» REQUEST
Could you reproduce each of the rows below word for word, one line apiece?

» DATA ENTRIES

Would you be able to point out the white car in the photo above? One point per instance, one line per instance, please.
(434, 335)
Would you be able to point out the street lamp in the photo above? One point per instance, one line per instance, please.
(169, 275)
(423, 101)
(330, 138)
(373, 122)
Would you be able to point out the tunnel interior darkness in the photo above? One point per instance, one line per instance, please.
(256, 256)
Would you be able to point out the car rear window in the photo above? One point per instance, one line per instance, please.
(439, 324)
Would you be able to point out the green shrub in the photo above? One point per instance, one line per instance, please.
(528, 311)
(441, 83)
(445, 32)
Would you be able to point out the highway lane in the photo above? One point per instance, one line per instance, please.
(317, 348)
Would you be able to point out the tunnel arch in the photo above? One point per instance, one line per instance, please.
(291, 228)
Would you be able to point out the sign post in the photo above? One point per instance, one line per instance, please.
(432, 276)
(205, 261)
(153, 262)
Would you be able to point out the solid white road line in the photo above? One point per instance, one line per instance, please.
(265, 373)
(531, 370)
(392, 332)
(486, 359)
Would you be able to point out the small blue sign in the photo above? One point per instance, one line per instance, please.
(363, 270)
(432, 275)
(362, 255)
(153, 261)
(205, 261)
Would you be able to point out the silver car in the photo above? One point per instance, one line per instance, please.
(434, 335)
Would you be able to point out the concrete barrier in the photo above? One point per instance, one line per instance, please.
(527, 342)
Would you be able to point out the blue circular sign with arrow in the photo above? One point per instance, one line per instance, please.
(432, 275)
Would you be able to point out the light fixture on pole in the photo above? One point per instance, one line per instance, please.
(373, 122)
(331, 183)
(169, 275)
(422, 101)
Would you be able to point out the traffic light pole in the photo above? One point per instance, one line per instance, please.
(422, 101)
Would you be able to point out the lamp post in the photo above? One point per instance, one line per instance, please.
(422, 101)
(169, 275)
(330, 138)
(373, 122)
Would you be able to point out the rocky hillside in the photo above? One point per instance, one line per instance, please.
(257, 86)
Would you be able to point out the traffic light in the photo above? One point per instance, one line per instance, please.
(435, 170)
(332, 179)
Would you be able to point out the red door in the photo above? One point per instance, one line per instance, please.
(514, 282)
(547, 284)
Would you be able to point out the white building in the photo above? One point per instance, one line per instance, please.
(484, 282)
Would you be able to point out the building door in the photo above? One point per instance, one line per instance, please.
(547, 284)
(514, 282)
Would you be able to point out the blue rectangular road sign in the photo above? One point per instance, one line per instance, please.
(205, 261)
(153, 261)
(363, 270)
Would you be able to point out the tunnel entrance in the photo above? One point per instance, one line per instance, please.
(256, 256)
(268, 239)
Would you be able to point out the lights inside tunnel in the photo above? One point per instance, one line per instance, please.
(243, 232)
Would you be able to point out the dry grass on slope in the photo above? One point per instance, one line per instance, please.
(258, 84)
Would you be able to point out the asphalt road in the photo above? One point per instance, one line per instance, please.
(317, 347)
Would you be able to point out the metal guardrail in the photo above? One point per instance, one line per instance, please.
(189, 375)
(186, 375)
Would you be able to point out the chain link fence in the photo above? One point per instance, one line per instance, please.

» EXPECTED ANSWER
Would you be able to point out the white car in the photo above? One point per instance, one line per instance, please.
(434, 335)
Would you be able to point out the street lamp in the photo above? One point per instance, one line per instance, please.
(169, 275)
(423, 101)
(330, 138)
(373, 122)
Would you be able to point out the tunnel interior darkness in the photo above? One point per instance, one line per instance, please.
(256, 256)
Would you be able to point out the car rear window in the photo above? One point per instance, one line per instance, please.
(439, 324)
Would you be able to point out the green shrub in the photo above? One point per instance, one line per instance, please.
(528, 311)
(441, 83)
(445, 32)
Would you be able to point out the highway lane in the photo above? One point per instance, one line per instance, please.
(317, 348)
Would you be able to point out the tunnel arch in the photo above? One point per instance, one line per instance, please.
(291, 228)
Would you be able to point out the sign post in the photo above? One point per instance, one line per instance, please.
(432, 276)
(205, 261)
(153, 262)
Would you be able to point out the solid white road line in the photo above? One point per instance, one line per instance, please.
(265, 373)
(531, 370)
(392, 332)
(486, 359)
Would you be able to point out the small blue sign in the photo above? One point per instance, one line per instance, please.
(363, 270)
(432, 275)
(362, 255)
(153, 261)
(205, 261)
Would you be able to point out the silver car in the photo above? One point per instance, one line per instance, please.
(434, 335)
Would you be able to point out the concrete barrier in the photo above? One point per instance, one line per instance, please.
(527, 342)
Would you be able to point out the blue circular sign with arrow in the photo above? One point per instance, one line per instance, please.
(432, 275)
Would you be able to point out the light fixture on pole in the photo above? One point per instance, one line per instance, please.
(373, 122)
(331, 183)
(169, 275)
(422, 101)
Would you be able to point out the traffic light pole in the photo above? One point per instance, one line per instance, please.
(422, 101)
Would you be able to point out the lamp post in the photo above? One point per instance, one line per instance, please.
(422, 101)
(169, 275)
(330, 138)
(373, 122)
Would you be able to point out the rocky hillside in the photo above? One point per instance, one line per instance, please.
(257, 86)
Would you be able to point out the traffic light in the photo above? One point per instance, one line per instance, please.
(435, 170)
(332, 179)
Would you be able to point out the red door in the photo above? One point per instance, one line per instance, please.
(514, 282)
(547, 284)
Would you be able to point out the white building in the photo above? One point per instance, one line per instance, please.
(484, 282)
Would you be able to point out the building door in the photo above? One point per instance, one line per instance, please.
(547, 284)
(514, 282)
Would you be able to point out the blue rectangular road sign in the photo above? One point per instance, one line per instance, please.
(205, 261)
(153, 261)
(363, 270)
Would you be able to point out the tunnel entrance in the photo above? One point per instance, one line per instance, please.
(256, 256)
(268, 239)
Would you be able to point out the lights inside tunnel in the photo above? One point per instance, one line per instance, please.
(243, 232)
Would you be able to point out the dry grass on slope in the photo above? One point per instance, one line per instance, please.
(258, 84)
Would you be able to point out the asphalt road in the photo above? One point per instance, one line per instance, please.
(317, 347)
Would you be able to point out the metal guardrail in the photo above? One point per instance, one line per instance, please.
(189, 375)
(186, 375)
Would you be able to point out the chain link fence in the photo above? One point per instance, one line per instance, please.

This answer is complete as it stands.